Goal A → According to the article on Sydney yakitori, which Melbourne venue has kept the charcoal burning for more than a decade?

-------------------------

If this seems like an awful lot of fuss to make about grilling chicken on sticks, by all means turn to my pal Michael Harden’s excellent Melbourne review in our June issue. He’s writing about the new Brooks, and there’s plenty of caviar and truffles in there. If you’re a true believer, though, or if you think you might be, come a little closer and let me tell you how Sydney’s yakitori game has stepped up in recent times.

We’ve had chicken on sticks for years now, of course, both at specialised venues and on larger, broader menus. Bird’s Nest in Brisbane does yakitori that’s more than credible, Melbourne’s protocol-shrouded Yu-u has kept the charcoal burning for more than a decade, and the luxed-up skewers on the bar menu at Sepia did plenty for the genre’s profile back home. But a clutch of Sydney yakitori bars all opened in the past 12 months has raised the stakes.

-------------------------

Goal B → Count the lines of the records that contain the string "panel", treating case as significant, and reply with the number alone.

-------------------------

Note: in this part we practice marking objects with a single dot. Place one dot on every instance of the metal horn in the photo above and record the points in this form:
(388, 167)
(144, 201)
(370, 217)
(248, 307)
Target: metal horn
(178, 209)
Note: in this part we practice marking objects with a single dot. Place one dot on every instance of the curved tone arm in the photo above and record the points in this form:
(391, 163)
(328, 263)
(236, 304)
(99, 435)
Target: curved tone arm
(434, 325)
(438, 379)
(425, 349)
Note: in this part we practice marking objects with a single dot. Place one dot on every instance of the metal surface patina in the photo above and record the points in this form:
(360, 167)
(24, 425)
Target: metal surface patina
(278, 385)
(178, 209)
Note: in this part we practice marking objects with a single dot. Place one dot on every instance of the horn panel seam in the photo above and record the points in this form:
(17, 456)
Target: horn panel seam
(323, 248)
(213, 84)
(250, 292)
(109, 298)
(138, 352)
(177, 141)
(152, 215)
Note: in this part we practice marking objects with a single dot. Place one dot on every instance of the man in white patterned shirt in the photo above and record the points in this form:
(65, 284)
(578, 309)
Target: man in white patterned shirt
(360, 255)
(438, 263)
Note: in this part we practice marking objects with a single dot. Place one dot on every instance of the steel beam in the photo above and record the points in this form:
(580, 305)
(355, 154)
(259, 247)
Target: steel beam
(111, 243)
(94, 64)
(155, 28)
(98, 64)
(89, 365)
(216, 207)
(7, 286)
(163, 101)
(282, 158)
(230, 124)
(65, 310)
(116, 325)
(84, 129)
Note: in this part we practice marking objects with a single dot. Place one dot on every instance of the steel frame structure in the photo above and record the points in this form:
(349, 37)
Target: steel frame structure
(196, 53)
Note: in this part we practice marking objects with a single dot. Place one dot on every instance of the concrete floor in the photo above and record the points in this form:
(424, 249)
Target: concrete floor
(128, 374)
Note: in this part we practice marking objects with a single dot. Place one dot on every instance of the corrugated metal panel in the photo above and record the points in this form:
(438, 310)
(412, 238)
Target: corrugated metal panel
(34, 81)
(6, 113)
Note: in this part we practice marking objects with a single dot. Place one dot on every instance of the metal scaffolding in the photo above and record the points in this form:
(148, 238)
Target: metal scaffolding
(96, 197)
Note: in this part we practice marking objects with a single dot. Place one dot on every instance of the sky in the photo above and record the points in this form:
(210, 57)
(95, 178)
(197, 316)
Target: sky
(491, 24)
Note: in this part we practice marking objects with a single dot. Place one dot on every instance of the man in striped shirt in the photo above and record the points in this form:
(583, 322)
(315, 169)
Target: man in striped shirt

-------------------------

Task result A → Yu-u

Task result B → 4